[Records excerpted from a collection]

_ _ _ _ _ _ _

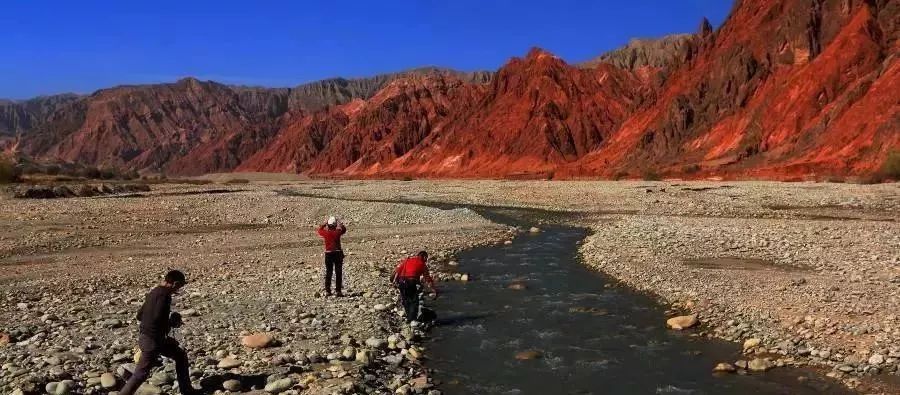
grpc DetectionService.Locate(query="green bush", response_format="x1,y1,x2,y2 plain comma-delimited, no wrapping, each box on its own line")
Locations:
0,158,22,184
881,151,900,181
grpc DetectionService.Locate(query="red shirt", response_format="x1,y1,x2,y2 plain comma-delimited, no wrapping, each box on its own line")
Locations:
394,255,434,283
319,224,347,252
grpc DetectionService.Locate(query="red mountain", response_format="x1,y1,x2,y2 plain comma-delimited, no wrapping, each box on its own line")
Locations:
8,0,900,179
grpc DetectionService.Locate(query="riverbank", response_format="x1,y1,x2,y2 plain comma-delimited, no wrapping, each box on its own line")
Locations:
276,181,900,392
0,184,508,394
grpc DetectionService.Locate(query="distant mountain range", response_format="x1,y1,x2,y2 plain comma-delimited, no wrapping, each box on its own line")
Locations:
0,0,900,179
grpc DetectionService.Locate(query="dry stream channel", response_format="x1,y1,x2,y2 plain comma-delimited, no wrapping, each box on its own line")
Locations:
427,205,848,394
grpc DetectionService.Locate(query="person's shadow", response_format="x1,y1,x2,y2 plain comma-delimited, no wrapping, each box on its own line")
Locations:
198,373,266,394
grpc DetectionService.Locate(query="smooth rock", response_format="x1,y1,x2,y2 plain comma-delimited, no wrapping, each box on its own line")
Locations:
241,333,275,348
666,314,699,330
265,377,294,394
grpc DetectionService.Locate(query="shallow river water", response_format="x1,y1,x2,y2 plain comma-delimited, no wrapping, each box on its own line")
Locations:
427,208,846,394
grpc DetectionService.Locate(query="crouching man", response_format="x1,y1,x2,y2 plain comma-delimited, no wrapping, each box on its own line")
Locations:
391,251,437,323
119,270,195,395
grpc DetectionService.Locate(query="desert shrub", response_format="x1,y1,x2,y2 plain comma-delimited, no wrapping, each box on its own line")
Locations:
641,169,662,181
682,164,700,174
78,166,100,179
44,165,62,176
880,151,900,180
99,168,119,180
0,158,22,184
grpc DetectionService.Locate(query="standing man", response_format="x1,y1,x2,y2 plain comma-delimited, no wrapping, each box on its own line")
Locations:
391,251,437,323
319,216,347,297
119,270,195,395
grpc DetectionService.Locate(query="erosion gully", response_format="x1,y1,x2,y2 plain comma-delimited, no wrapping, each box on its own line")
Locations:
416,202,850,394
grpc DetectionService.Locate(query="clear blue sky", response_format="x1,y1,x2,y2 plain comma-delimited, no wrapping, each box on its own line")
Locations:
0,0,732,99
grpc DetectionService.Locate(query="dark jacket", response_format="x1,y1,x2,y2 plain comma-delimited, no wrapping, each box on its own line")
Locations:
137,285,172,339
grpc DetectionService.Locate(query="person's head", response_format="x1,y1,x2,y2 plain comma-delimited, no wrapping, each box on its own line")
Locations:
163,270,187,291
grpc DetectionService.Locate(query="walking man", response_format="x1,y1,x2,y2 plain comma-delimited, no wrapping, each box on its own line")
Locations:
391,251,437,323
119,270,195,395
319,216,347,297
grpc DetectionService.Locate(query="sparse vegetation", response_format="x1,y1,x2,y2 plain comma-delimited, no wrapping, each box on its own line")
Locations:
225,178,250,185
681,164,700,174
613,171,628,181
880,151,900,181
0,158,22,184
641,169,662,181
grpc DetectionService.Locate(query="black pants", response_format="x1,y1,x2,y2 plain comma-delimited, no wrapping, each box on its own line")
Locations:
397,279,419,322
119,335,194,395
325,251,344,294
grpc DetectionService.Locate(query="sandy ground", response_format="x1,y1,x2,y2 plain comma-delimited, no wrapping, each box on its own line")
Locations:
0,185,509,394
274,181,900,392
0,181,900,392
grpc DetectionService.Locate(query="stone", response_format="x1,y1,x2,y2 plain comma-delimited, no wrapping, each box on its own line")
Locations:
713,362,737,373
666,314,699,330
869,354,884,365
222,379,241,392
366,337,387,349
744,338,761,352
341,347,356,361
265,377,294,394
356,350,375,366
241,333,275,348
134,384,162,395
147,371,175,386
217,356,241,369
515,350,544,361
747,358,775,372
100,373,118,389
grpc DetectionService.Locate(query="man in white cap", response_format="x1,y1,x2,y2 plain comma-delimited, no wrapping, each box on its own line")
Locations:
319,215,347,296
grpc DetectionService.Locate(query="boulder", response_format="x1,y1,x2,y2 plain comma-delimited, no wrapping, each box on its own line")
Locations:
217,356,241,369
713,362,737,373
265,377,294,394
516,350,544,361
666,314,699,330
241,333,275,348
747,358,775,372
744,338,761,352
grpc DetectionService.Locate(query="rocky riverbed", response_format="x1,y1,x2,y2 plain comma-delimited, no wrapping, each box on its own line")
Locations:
0,185,509,394
272,181,900,393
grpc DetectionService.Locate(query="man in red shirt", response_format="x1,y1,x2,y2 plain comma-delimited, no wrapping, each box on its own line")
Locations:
391,251,437,322
319,216,347,296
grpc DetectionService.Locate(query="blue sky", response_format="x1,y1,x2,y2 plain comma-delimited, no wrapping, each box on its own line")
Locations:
0,0,731,99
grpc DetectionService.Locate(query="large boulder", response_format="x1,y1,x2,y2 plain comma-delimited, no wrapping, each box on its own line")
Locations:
241,333,275,348
666,314,699,331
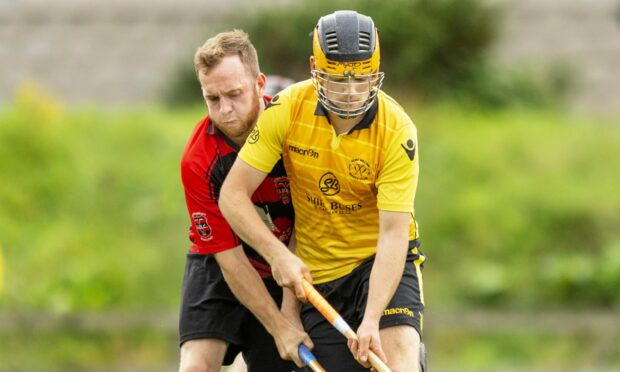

_ _ _ _ _ _ _

EXERCISE TASK:
Repeat the rows starting from the beginning of the rows and ending after the line that contains "427,205,848,394", including both ends. Omit the pictures from your answer.

WORKED ANSWER:
grpc DetectionService.Locate(query="green bush", response_format="x1,y1,x2,y2 plain comma-delimited, no wrapping, each box on its own line")
Locations:
0,158,22,184
881,151,900,181
grpc DetectionService.Locate(query="red shirt", response_format="x1,y1,x2,y2 plain comma-delimited, no wrapping, each box on its own line")
Locations:
394,255,434,283
319,224,347,252
grpc DetectionService.Locate(query="red mountain", response_format="x1,y1,x2,y2 plain comma-delimited, no wrapping, each box on its own line")
Locations:
8,0,900,179
grpc DetectionService.Locate(query="riverbank", response_format="x1,y1,x2,y2 plain comma-delimited, no wrapping, each box on its own line")
Locations:
276,181,900,392
0,184,508,394
grpc DetectionService.Locate(query="distant mountain range", response_format="x1,y1,x2,y2 plain comma-delimited, no wrapping, each box on its own line")
Locations:
0,0,900,179
grpc DetectionService.Locate(query="dry stream channel", response_format="x1,y1,x2,y2 plain comma-delimited, no wrapping, each box on its own line")
Locations:
427,205,848,394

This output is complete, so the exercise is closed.